What you are asked to do:
Repeat the passage of the Oppo speaker thread starting with "Those interested in" and going on through "previously taken measurements.", copying it word for word.

Document extract:
◆ ◆ ◆

# Oppo's wireless speakers with Dirac speaker/room calibration



## Flak (Nov 15, 2013)

Oppo is going to release a line of compact wireless active speakers that will be the first in the world to feature Dirac's brand new and easy-to-use speaker/room correction software tailored for Android and iOS devices.
Those interested in minimum size will appreciate the performance of one or more of these Oppo's Dirac enabled wireless speakers corrected and playing with the same smartphone/tablet that has previously taken measurements.

Evolution in convergent technologies is making available new dimensions/performance/costs ratios, details here:
http://www.audioxpress.com/article/...-oppo-digital-features-dirac-room-calibration

What is unique in Oppo's Sonica speakers is that they use Dirac Mobile Calibration, a mobile user-friendly version of Dirac Live that applies speaker and room correction with four measurements taken with the same smartphone that will then be used as a player.
I have screen previews... they are not final but they convey the idea



















 Flavio


----------



## Flak (Nov 15, 2013)

A question that I've just received made me realize that I have to explain the reasoning behind this Dirac app that can be used by all recent iOS and Android smartphones/tablets but is linked to a dedicated range of Oppo Sonica models...

the advantage of using dedicated DSP powered speakers like these Oppo speakers, where there is a runtime running our filter, is the fact that all music from all sources can take advantage of the room calibration offered by this Dirac app... in other words room calibration is not limited to the music played by the iOS/Android smartphone/tablet that has been used to take measurements and compute the filters.

Flavio


----------

◆ ◆ ◆

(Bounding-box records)
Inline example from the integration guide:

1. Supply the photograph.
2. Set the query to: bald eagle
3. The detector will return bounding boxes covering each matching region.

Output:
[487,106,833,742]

◆ ◆ ◆

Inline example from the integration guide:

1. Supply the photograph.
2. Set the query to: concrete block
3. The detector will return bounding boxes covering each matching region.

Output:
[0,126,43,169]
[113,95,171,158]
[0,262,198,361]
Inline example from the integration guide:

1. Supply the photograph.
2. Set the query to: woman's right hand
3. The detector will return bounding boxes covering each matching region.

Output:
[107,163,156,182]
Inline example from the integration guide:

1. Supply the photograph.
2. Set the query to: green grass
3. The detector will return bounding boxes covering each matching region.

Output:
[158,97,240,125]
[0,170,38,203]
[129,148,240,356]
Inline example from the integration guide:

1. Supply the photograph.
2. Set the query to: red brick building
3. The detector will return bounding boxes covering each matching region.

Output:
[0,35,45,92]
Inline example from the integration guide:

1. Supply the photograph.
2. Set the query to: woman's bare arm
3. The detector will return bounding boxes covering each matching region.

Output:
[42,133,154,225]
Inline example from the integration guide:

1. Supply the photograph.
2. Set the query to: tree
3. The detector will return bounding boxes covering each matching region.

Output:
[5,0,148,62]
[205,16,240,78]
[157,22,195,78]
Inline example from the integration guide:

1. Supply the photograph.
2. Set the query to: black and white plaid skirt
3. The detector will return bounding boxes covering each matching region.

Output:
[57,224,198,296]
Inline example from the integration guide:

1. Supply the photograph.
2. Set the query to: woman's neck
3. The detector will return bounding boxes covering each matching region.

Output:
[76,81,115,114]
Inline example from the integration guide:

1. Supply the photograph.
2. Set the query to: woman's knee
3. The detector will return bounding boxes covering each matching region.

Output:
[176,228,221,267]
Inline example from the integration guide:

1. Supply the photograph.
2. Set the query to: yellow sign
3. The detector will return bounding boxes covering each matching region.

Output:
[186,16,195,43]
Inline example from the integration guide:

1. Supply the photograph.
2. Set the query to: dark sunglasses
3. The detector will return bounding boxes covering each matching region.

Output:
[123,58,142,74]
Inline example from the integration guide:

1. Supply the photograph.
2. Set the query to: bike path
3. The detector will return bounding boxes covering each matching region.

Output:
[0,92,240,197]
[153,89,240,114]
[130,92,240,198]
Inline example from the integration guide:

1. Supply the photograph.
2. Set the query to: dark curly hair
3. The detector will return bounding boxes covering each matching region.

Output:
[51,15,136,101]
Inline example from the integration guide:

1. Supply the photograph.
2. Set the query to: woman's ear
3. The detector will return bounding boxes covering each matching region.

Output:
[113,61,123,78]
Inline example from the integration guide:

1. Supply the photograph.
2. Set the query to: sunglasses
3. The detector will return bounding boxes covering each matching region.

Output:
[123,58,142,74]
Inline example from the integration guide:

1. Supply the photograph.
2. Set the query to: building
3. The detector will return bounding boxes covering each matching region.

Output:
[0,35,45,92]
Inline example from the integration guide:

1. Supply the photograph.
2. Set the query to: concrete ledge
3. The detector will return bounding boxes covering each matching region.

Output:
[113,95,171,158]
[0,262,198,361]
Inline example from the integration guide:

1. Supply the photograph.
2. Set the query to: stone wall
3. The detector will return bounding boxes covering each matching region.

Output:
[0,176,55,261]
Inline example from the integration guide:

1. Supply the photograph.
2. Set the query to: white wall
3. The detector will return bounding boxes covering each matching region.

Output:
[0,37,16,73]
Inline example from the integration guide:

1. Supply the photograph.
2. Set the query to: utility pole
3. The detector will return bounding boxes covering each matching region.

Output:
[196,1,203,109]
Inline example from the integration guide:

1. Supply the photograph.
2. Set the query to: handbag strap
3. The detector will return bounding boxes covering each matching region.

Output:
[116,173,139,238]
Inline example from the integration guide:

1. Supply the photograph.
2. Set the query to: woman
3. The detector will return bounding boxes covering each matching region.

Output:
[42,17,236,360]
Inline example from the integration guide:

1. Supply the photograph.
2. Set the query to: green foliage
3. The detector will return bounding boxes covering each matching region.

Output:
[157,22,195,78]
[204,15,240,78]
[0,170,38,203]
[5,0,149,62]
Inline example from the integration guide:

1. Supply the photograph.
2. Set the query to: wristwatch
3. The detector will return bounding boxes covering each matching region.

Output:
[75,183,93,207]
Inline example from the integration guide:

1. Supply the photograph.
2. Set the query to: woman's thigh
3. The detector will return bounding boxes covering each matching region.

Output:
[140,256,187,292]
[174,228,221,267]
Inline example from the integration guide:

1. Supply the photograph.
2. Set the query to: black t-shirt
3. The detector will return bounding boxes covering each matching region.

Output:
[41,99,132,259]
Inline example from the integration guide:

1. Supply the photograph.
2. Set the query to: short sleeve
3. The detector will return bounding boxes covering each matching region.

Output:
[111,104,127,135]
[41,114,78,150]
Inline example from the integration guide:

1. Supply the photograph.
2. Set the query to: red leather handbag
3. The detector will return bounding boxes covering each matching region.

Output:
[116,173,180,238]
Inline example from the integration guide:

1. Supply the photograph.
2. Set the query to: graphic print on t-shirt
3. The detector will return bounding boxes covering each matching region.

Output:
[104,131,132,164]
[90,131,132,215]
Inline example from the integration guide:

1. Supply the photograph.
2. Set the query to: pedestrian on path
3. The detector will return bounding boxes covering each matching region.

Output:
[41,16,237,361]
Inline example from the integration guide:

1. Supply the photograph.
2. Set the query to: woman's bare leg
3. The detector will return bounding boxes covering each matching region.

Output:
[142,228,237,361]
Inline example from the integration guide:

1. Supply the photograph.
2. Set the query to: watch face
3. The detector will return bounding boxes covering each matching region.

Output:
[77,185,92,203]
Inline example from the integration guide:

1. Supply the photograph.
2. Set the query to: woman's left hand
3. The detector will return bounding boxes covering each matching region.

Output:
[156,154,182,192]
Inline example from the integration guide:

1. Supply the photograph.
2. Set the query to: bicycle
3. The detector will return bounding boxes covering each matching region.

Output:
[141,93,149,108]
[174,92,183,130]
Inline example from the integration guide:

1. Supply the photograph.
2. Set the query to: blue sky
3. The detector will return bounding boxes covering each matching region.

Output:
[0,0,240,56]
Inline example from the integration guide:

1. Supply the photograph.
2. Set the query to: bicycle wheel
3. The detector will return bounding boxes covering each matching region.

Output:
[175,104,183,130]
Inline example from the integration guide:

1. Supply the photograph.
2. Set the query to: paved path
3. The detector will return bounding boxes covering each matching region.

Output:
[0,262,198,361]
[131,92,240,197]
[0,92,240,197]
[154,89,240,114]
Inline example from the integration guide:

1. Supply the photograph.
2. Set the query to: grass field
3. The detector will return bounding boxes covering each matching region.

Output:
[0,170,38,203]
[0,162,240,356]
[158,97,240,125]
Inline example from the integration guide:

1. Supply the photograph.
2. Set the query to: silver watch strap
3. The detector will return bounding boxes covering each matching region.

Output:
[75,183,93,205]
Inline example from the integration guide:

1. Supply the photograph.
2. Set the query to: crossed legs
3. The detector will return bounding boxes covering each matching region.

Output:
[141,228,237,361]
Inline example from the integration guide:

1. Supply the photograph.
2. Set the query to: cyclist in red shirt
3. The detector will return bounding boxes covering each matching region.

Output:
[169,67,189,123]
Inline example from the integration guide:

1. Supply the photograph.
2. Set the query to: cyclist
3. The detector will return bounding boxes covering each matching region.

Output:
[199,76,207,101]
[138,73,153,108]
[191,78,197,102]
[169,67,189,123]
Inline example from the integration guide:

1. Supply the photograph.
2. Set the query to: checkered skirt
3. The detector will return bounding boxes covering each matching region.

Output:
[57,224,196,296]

◆ ◆ ◆

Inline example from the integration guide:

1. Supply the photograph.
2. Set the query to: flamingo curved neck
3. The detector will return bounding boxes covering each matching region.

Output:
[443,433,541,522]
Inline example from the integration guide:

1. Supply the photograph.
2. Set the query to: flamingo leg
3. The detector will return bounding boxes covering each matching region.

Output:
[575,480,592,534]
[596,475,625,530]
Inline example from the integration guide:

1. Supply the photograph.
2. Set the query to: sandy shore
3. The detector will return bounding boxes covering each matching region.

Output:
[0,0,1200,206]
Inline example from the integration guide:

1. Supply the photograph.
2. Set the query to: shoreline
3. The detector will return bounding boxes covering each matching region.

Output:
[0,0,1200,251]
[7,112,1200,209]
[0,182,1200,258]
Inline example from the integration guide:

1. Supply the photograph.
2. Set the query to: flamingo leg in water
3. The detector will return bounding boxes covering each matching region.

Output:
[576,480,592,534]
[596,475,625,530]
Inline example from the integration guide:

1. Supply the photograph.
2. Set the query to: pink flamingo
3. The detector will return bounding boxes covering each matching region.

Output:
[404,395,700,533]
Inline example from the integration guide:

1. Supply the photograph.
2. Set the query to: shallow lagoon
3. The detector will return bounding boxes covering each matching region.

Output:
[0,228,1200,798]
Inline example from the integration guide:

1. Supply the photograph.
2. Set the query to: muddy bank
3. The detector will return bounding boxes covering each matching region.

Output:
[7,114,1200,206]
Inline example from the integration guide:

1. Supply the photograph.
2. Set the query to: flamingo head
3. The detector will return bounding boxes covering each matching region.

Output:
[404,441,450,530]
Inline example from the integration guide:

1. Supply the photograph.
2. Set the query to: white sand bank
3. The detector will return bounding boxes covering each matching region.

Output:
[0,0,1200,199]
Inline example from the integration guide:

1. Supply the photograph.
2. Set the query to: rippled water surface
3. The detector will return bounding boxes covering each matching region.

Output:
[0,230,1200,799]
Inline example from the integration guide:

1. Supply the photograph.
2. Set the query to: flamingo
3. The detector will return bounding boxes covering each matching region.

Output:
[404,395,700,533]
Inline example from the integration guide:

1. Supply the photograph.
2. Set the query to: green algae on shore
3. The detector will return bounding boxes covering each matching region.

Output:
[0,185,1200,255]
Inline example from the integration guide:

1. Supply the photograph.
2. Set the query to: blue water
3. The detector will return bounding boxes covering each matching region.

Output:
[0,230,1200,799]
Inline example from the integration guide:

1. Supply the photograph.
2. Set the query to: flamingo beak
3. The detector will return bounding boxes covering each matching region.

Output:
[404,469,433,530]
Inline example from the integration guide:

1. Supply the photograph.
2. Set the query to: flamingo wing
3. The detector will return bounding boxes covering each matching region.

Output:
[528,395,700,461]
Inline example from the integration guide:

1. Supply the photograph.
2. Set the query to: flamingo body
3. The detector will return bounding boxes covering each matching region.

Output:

◆ ◆ ◆

Task solution:
Those interested in minimum size will appreciate the performance of one or more of these Oppo's Dirac enabled wireless speakers corrected and playing with the same smartphone/tablet that has previously taken measurements.